_THE PROBLEM:_
Beginning with the line that contains "of the cracked", copy each subsequent line of the data below through the last one, including both ends but not the pictures.

_DATASET RECORDS:_
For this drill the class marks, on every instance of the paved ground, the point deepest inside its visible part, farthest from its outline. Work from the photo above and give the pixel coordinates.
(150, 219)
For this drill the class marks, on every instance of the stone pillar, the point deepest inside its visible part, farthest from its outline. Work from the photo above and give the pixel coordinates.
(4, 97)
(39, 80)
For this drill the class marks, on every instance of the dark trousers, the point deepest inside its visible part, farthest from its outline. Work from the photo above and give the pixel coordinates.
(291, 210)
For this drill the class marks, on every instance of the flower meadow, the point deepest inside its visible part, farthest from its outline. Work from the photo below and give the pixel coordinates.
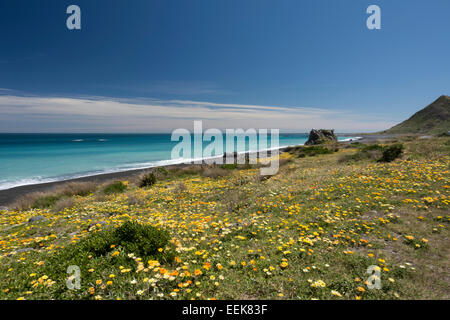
(309, 232)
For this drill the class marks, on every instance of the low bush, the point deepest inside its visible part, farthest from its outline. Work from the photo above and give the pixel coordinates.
(311, 151)
(148, 180)
(63, 203)
(392, 152)
(144, 241)
(375, 152)
(115, 187)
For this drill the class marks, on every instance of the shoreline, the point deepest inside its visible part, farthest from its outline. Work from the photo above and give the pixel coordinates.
(9, 196)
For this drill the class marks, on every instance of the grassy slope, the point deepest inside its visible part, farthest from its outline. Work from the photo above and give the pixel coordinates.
(434, 119)
(309, 232)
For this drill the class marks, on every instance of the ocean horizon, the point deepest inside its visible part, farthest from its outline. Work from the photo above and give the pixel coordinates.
(27, 159)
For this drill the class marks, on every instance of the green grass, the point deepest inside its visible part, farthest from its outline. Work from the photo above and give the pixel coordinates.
(319, 220)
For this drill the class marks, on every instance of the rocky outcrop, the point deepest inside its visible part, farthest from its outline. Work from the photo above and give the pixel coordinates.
(321, 136)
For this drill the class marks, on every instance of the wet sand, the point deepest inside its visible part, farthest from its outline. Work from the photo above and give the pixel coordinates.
(7, 197)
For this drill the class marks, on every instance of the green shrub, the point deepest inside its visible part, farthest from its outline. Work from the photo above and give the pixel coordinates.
(115, 187)
(148, 180)
(143, 240)
(132, 237)
(392, 152)
(45, 201)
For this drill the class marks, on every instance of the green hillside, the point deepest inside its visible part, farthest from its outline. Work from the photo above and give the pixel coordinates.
(433, 119)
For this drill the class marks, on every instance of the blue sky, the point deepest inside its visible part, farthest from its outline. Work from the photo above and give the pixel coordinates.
(144, 66)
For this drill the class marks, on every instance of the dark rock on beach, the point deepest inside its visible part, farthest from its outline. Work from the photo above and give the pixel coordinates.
(36, 218)
(321, 136)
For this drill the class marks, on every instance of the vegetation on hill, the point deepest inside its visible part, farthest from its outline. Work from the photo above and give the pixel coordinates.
(434, 119)
(309, 232)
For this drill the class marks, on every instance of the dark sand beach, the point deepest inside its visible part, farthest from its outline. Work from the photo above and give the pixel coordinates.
(8, 196)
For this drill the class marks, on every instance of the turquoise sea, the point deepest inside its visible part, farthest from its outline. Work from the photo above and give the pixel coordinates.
(36, 158)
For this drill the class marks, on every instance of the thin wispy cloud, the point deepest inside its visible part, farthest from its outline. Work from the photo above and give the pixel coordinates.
(106, 114)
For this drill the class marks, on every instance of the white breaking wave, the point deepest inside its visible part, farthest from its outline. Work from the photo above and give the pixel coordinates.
(5, 184)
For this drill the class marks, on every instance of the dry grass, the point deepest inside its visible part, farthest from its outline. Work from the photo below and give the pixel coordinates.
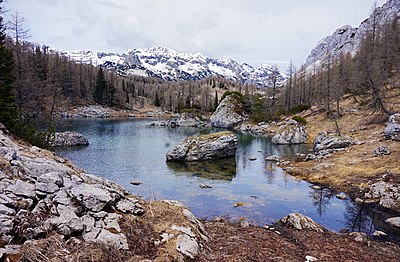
(234, 243)
(356, 166)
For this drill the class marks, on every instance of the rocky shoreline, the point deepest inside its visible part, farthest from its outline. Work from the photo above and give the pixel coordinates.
(42, 195)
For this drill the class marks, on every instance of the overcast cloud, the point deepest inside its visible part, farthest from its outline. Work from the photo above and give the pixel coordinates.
(252, 31)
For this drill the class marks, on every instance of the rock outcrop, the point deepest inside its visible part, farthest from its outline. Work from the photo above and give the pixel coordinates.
(392, 130)
(301, 222)
(259, 129)
(289, 133)
(67, 139)
(42, 196)
(385, 194)
(347, 39)
(381, 151)
(229, 113)
(204, 147)
(393, 222)
(327, 143)
(183, 120)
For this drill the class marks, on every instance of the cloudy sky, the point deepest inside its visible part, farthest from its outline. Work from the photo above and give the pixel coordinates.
(252, 31)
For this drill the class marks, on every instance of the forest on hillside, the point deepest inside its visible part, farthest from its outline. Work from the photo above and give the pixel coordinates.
(371, 73)
(41, 82)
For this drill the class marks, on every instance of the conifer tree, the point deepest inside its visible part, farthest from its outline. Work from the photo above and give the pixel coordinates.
(101, 87)
(8, 110)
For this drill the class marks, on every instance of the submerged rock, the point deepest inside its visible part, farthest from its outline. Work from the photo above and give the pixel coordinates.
(289, 133)
(301, 222)
(44, 197)
(328, 143)
(228, 114)
(204, 147)
(386, 194)
(392, 130)
(184, 120)
(273, 158)
(68, 138)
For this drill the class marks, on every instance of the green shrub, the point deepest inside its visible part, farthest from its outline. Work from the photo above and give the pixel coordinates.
(31, 135)
(298, 109)
(300, 119)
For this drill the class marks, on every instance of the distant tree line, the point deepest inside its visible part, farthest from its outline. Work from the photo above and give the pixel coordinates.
(368, 73)
(46, 81)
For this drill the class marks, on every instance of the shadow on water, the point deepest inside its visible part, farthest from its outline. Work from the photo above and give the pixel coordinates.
(221, 169)
(128, 149)
(321, 199)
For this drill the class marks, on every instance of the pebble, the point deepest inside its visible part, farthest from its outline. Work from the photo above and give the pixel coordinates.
(136, 183)
(244, 224)
(311, 259)
(238, 204)
(359, 201)
(341, 196)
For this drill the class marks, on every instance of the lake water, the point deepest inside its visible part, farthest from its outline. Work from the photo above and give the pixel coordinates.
(124, 150)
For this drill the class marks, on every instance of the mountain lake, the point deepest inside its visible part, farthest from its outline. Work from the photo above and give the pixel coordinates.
(125, 150)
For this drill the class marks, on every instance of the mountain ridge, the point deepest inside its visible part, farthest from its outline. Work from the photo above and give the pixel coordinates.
(165, 63)
(347, 39)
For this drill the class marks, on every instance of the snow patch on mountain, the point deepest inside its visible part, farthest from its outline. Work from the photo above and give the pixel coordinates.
(165, 63)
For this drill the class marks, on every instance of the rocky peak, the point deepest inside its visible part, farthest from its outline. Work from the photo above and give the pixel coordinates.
(168, 64)
(347, 39)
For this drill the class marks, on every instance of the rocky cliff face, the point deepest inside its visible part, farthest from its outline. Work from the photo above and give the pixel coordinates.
(168, 64)
(347, 39)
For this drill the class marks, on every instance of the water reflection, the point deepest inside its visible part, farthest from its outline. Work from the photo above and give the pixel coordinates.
(126, 150)
(321, 198)
(358, 218)
(220, 169)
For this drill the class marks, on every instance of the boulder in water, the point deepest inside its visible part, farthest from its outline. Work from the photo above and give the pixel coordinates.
(204, 147)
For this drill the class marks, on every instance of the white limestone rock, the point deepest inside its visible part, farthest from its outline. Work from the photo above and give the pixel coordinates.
(204, 147)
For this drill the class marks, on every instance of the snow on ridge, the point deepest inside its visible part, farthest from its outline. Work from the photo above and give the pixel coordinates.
(169, 64)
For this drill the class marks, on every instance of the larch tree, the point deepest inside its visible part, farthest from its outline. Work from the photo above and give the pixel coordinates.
(8, 110)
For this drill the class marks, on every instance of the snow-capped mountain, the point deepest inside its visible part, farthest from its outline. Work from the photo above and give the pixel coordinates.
(170, 65)
(347, 39)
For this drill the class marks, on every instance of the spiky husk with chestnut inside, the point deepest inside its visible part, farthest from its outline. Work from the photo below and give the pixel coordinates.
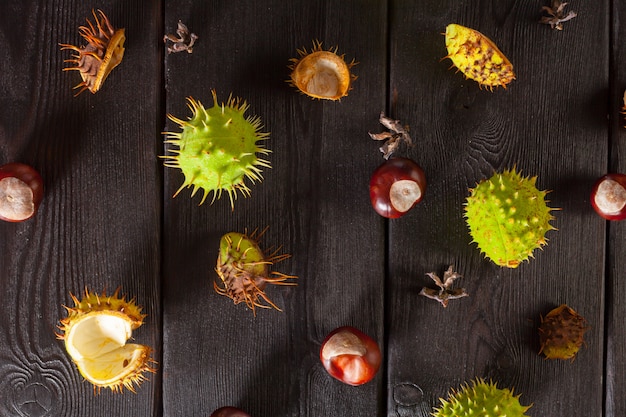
(95, 332)
(321, 74)
(103, 52)
(244, 272)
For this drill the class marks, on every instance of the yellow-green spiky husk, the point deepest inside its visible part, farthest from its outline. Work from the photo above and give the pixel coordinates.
(508, 217)
(562, 333)
(244, 270)
(481, 399)
(217, 149)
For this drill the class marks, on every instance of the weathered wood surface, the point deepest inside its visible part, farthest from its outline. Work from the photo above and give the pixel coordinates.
(108, 218)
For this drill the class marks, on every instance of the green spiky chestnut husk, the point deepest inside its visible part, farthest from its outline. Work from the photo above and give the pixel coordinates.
(562, 333)
(508, 217)
(217, 149)
(244, 270)
(481, 399)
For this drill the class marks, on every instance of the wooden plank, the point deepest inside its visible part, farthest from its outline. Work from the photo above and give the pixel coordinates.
(314, 200)
(615, 288)
(98, 226)
(550, 122)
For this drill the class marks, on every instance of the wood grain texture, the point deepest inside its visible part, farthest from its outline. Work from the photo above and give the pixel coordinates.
(108, 218)
(314, 200)
(615, 367)
(550, 123)
(96, 225)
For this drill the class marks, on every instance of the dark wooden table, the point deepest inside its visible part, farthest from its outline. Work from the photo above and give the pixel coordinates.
(108, 218)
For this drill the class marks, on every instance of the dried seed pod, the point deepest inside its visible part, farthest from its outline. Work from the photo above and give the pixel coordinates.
(477, 57)
(103, 52)
(561, 333)
(244, 272)
(95, 332)
(321, 74)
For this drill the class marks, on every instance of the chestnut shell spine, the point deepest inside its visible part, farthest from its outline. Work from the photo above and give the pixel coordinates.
(103, 52)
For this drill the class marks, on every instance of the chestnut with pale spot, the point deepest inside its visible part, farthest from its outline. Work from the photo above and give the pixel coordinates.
(608, 196)
(350, 356)
(396, 186)
(21, 192)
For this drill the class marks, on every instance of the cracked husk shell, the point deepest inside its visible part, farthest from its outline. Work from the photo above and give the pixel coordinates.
(95, 332)
(561, 333)
(321, 74)
(103, 52)
(508, 217)
(477, 57)
(244, 270)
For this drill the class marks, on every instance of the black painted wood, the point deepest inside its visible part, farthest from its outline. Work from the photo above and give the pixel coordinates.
(98, 226)
(314, 200)
(550, 122)
(108, 218)
(615, 289)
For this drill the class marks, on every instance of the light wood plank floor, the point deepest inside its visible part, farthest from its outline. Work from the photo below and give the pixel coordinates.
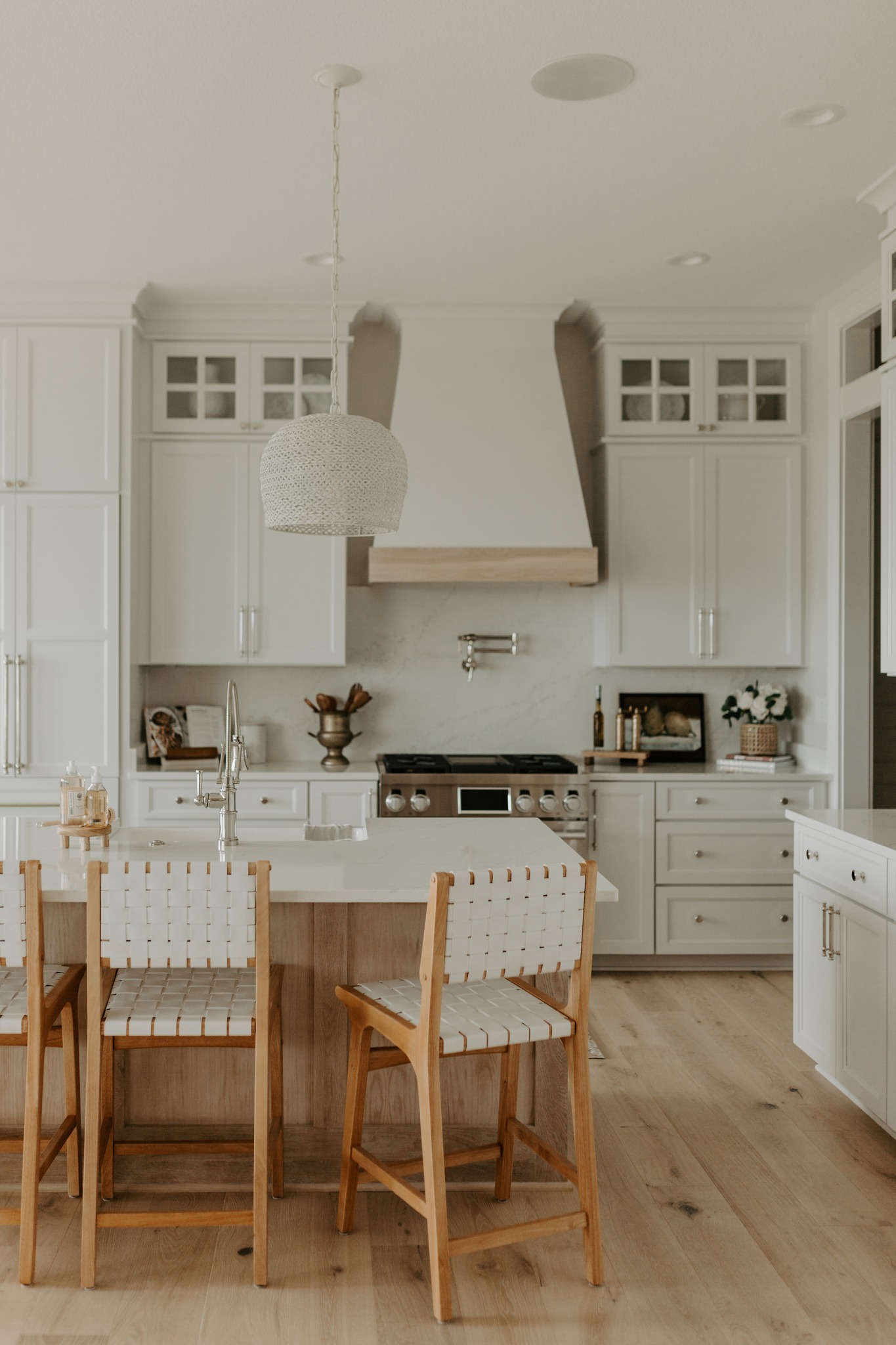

_SOLUTION FOR THIS TASK:_
For this drill the class marks, on every instance of the cracked husk shell, the point deepest inside its visible part, farthest from its outline. Work from the photo above and give the pixel coordinates.
(95, 332)
(561, 333)
(321, 74)
(103, 52)
(508, 217)
(477, 57)
(244, 270)
For this drill the class marks, on every instance of the black painted wood, the point deepest inside its visible part, farthest from its outline. Work from the photo above and give the pixel coordinates.
(98, 226)
(314, 200)
(550, 122)
(108, 218)
(615, 289)
For this drill the class marks, on every instance of the light wood plank floor, the point deepest inside its visible part, farthest from its outline. Work from the photo below and give the pixel coordinates.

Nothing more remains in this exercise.